Entries in the following listing are to be copied exactly as they stand.
────────────────────────────────────────
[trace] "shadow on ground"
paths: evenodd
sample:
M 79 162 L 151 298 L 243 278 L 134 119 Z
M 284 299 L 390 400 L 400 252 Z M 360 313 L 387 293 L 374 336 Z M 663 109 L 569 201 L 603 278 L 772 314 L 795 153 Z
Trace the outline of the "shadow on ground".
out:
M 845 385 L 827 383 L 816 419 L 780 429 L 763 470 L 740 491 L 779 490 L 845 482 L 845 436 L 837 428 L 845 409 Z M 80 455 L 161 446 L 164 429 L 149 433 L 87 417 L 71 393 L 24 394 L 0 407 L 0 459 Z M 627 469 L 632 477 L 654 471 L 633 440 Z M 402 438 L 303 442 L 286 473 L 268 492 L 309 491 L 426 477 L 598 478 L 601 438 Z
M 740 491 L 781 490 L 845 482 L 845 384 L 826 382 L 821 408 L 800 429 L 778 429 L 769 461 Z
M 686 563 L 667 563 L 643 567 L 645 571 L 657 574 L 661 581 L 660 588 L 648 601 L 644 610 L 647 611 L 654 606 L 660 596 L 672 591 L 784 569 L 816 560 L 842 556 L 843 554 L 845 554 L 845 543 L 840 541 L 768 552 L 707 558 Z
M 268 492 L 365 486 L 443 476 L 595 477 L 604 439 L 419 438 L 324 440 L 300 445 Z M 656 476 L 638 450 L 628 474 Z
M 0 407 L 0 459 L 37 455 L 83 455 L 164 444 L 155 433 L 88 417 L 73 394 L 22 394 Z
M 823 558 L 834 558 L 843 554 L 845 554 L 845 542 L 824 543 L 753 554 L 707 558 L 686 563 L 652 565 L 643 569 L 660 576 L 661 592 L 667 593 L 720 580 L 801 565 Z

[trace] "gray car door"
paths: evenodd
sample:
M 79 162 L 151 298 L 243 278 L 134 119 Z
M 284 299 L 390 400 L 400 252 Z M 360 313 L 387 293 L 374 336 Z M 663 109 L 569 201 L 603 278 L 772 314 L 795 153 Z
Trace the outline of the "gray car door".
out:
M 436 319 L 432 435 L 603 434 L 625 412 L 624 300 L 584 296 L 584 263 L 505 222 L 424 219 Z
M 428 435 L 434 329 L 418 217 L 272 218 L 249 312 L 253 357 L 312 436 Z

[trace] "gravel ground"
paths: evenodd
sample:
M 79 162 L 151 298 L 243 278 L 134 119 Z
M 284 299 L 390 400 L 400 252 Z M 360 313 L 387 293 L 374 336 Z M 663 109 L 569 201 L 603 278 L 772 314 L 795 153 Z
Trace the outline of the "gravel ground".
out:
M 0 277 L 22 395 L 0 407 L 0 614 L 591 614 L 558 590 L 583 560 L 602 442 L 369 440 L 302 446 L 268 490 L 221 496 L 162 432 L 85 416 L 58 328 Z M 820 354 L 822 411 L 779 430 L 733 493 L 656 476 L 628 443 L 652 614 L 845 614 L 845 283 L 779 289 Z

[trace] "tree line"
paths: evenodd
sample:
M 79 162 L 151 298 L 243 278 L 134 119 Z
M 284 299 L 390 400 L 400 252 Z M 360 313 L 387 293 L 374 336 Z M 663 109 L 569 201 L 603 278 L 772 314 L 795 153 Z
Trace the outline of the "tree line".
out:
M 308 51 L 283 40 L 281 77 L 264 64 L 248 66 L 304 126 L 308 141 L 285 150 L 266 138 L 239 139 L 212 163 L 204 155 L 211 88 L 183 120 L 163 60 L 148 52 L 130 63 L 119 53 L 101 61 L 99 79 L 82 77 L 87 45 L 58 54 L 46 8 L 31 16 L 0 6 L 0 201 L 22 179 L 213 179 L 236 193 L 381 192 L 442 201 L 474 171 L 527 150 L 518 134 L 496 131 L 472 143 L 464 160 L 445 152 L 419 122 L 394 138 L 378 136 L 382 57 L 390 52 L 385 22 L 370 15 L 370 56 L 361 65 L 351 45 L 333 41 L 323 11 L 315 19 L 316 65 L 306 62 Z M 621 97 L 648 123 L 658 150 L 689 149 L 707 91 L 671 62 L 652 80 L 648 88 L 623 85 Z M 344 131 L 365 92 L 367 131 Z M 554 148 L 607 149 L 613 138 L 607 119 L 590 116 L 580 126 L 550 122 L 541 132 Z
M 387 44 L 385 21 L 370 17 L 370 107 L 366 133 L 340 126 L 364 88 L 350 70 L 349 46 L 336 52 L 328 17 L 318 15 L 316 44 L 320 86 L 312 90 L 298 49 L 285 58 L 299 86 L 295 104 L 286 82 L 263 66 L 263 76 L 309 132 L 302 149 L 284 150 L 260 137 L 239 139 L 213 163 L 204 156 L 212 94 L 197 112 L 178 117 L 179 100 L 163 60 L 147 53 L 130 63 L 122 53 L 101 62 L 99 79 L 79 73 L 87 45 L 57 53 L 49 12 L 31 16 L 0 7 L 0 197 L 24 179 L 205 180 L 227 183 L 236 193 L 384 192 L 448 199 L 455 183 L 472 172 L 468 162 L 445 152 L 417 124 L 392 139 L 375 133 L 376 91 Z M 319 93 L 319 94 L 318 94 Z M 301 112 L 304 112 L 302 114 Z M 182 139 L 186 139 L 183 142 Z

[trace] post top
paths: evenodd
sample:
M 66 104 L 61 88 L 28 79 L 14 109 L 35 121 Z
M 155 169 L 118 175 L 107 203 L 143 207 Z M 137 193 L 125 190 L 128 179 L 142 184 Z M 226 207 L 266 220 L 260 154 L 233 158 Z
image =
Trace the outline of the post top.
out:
────────────────────────────────────────
## RESPONSE TO THIS TASK
[trace] "shadow on ground"
paths: evenodd
sample:
M 79 162 L 151 298 L 243 278 L 134 119 Z
M 284 299 L 390 400 L 400 252 Z M 360 313 L 387 293 L 374 336 Z M 663 109 L 569 201 L 603 278 L 772 314 L 795 153 Z
Trace the outline of the "shadow on ground".
out:
M 845 385 L 827 383 L 816 419 L 780 429 L 763 470 L 740 491 L 779 490 L 845 482 L 845 436 L 837 428 L 845 409 Z M 80 455 L 161 446 L 164 429 L 149 433 L 87 417 L 71 393 L 24 394 L 0 407 L 0 459 Z M 627 469 L 632 477 L 654 471 L 633 440 Z M 402 438 L 303 442 L 286 473 L 268 492 L 309 491 L 426 477 L 598 478 L 601 438 Z
M 740 491 L 781 490 L 845 482 L 845 384 L 826 382 L 821 408 L 800 429 L 778 429 L 769 461 Z
M 686 563 L 667 563 L 643 567 L 645 571 L 657 574 L 661 581 L 660 588 L 648 601 L 644 610 L 647 611 L 654 606 L 660 596 L 672 591 L 784 569 L 816 560 L 842 556 L 843 554 L 845 554 L 845 543 L 840 541 L 768 552 L 707 558 Z
M 268 492 L 365 486 L 443 476 L 595 477 L 604 439 L 419 438 L 324 440 L 300 445 Z M 656 476 L 638 450 L 628 474 Z
M 0 407 L 0 459 L 37 455 L 83 455 L 164 444 L 155 433 L 88 417 L 73 394 L 22 394 Z
M 823 558 L 834 558 L 843 554 L 845 554 L 845 542 L 824 543 L 753 554 L 707 558 L 686 563 L 652 565 L 643 569 L 660 576 L 661 592 L 667 593 L 720 580 L 801 565 Z

[trace] "gray car door"
paths: evenodd
sample:
M 79 162 L 151 298 L 243 278 L 134 119 Z
M 284 299 L 390 400 L 400 252 Z M 360 313 L 387 293 L 374 336 Z M 663 109 L 569 201 L 603 278 L 772 314 L 795 153 Z
Trace the outline of the "gray car door".
out:
M 436 319 L 432 435 L 603 434 L 625 412 L 624 300 L 584 296 L 584 263 L 505 222 L 424 219 Z
M 428 435 L 434 329 L 418 217 L 272 218 L 249 312 L 253 357 L 312 436 Z

[trace] "gravel ground"
paths: evenodd
sample:
M 79 162 L 151 298 L 243 278 L 134 119 Z
M 284 299 L 390 400 L 400 252 Z M 360 313 L 387 293 L 374 336 Z M 663 109 L 569 201 L 603 278 L 772 314 L 795 153 Z
Trace the outline of the "gravel ground".
out:
M 0 277 L 22 395 L 0 407 L 0 614 L 591 614 L 558 590 L 583 560 L 602 442 L 369 440 L 302 446 L 268 490 L 221 496 L 162 432 L 85 416 L 58 328 Z M 820 354 L 822 411 L 779 430 L 733 493 L 656 476 L 628 443 L 652 614 L 845 614 L 845 283 L 779 289 Z

[trace] "tree line"
paths: evenodd
sample:
M 79 162 L 151 298 L 243 278 L 134 119 Z
M 284 299 L 390 400 L 400 252 Z M 360 313 L 387 293 L 374 336 Z M 663 109 L 569 201 L 603 278 L 772 314 L 795 153 Z
Trace the outline of the "tree line".
out:
M 308 51 L 283 40 L 281 77 L 264 64 L 248 66 L 304 126 L 308 141 L 285 150 L 266 138 L 239 139 L 212 163 L 204 155 L 211 88 L 183 120 L 163 60 L 148 52 L 130 63 L 119 53 L 101 61 L 99 79 L 82 77 L 87 45 L 58 54 L 46 8 L 31 16 L 0 6 L 0 201 L 22 179 L 213 179 L 236 193 L 381 192 L 442 201 L 474 171 L 527 150 L 518 134 L 496 131 L 472 143 L 464 160 L 445 152 L 419 122 L 394 138 L 378 136 L 382 57 L 390 52 L 385 22 L 370 15 L 370 56 L 361 65 L 351 45 L 333 41 L 323 11 L 315 19 L 316 65 L 306 62 Z M 621 97 L 648 123 L 658 150 L 689 149 L 707 91 L 671 62 L 652 80 L 648 88 L 623 85 Z M 344 131 L 365 92 L 367 131 Z M 554 148 L 607 149 L 613 138 L 607 119 L 590 116 L 580 126 L 550 122 L 541 132 Z
M 387 44 L 385 21 L 370 17 L 370 107 L 366 133 L 340 126 L 364 88 L 350 70 L 349 46 L 336 52 L 328 17 L 318 15 L 316 44 L 320 86 L 312 90 L 298 49 L 285 58 L 299 86 L 295 104 L 286 82 L 263 66 L 263 76 L 309 132 L 302 149 L 284 150 L 260 137 L 239 139 L 213 163 L 204 156 L 212 94 L 197 112 L 178 117 L 179 100 L 163 60 L 147 53 L 130 63 L 122 53 L 101 62 L 99 79 L 79 73 L 87 45 L 57 53 L 49 12 L 31 16 L 0 7 L 0 197 L 24 179 L 205 180 L 227 183 L 236 193 L 384 192 L 448 199 L 455 183 L 472 172 L 468 162 L 445 152 L 417 124 L 392 139 L 375 133 L 376 91 Z M 319 93 L 319 94 L 318 94 Z M 301 112 L 304 112 L 302 114 Z M 182 139 L 186 139 L 183 142 Z

[trace] post top
paths: evenodd
sample:
M 66 104 L 61 88 L 28 79 L 14 109 L 35 121 Z
M 155 169 L 118 175 L 107 203 L 143 207 Z M 137 193 L 125 190 L 128 179 L 142 184 Z M 226 207 L 266 220 L 260 154 L 233 158 Z
image =
Trace the outline of the post top.
out:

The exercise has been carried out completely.